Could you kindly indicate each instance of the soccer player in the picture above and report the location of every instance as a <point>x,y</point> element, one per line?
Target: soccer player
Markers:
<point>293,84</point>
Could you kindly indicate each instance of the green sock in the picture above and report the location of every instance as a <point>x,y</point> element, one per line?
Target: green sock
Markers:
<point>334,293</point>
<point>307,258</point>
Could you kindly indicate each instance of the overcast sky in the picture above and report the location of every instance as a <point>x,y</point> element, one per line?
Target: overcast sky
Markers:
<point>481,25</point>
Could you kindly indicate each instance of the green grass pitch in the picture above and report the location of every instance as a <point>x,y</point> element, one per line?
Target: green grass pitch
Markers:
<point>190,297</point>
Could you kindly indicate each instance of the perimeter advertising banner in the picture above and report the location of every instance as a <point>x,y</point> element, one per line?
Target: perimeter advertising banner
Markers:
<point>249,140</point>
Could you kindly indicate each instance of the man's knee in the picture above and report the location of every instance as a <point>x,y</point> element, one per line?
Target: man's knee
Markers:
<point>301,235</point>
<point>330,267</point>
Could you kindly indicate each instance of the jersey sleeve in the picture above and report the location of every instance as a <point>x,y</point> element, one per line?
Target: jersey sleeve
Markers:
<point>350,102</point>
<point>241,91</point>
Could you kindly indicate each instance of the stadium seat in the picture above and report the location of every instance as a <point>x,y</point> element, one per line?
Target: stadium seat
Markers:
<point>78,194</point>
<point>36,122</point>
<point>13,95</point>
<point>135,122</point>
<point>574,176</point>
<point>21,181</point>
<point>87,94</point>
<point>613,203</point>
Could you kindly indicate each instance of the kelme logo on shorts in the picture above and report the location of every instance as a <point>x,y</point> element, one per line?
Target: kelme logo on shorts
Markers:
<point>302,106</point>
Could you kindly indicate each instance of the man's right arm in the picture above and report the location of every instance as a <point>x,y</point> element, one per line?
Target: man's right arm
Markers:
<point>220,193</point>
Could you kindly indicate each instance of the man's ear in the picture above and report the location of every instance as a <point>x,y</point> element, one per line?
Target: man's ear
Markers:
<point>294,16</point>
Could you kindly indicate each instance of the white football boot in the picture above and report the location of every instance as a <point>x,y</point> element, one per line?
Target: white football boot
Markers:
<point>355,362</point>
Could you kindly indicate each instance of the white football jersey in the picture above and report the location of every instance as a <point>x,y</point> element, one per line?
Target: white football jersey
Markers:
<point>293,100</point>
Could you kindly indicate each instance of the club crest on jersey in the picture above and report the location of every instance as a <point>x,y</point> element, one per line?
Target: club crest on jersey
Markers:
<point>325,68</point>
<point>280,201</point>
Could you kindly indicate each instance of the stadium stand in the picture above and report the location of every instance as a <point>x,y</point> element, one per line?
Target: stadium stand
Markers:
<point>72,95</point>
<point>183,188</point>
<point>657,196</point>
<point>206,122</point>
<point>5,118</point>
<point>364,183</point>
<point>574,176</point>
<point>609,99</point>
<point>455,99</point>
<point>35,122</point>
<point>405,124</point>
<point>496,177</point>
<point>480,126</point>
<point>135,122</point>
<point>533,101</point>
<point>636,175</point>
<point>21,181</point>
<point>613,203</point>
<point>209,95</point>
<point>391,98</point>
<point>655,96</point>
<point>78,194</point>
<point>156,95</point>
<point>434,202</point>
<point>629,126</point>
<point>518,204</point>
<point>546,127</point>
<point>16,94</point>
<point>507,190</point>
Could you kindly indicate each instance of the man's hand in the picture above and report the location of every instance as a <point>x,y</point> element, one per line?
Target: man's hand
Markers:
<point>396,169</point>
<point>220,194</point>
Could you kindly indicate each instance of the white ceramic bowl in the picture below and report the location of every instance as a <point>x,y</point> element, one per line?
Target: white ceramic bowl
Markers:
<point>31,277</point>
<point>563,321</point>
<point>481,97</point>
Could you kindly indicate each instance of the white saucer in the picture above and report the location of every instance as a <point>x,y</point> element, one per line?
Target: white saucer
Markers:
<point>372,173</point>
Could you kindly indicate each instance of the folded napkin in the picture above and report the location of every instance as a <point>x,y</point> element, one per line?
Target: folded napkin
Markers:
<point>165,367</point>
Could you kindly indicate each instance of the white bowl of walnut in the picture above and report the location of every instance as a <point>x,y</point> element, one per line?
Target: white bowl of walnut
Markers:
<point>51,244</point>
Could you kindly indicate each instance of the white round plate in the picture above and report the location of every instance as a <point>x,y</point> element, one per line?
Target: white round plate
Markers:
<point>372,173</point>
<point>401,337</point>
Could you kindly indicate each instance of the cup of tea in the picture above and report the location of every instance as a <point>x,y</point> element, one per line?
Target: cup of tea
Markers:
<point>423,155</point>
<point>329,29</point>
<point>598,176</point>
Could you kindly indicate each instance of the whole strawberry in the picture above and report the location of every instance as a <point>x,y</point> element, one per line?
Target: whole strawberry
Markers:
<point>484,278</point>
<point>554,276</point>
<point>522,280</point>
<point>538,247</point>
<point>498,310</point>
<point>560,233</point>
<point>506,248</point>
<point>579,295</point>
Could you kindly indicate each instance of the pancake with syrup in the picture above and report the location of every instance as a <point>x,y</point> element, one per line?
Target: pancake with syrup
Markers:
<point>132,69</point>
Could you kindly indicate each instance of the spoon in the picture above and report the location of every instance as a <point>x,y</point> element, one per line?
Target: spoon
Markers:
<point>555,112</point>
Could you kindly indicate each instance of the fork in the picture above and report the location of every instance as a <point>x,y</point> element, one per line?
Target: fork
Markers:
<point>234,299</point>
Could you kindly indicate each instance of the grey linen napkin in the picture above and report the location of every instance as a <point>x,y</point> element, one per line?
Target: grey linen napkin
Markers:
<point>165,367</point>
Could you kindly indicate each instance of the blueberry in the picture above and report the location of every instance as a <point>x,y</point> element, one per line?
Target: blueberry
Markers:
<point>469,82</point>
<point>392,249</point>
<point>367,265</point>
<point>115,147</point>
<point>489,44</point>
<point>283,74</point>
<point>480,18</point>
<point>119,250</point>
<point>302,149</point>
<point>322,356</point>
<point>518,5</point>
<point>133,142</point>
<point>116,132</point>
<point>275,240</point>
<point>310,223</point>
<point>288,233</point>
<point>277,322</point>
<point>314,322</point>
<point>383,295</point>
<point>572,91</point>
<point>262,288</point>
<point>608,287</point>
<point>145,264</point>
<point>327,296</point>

-=-=-=-=-

Task to carry out
In the records above, some lines may contain the word "round"; copy every one of them.

Answer space
Could you kindly indicate each instance of the white round plate in the picture above and report the location of every instance as a <point>x,y</point> element, one per line?
Target: white round plate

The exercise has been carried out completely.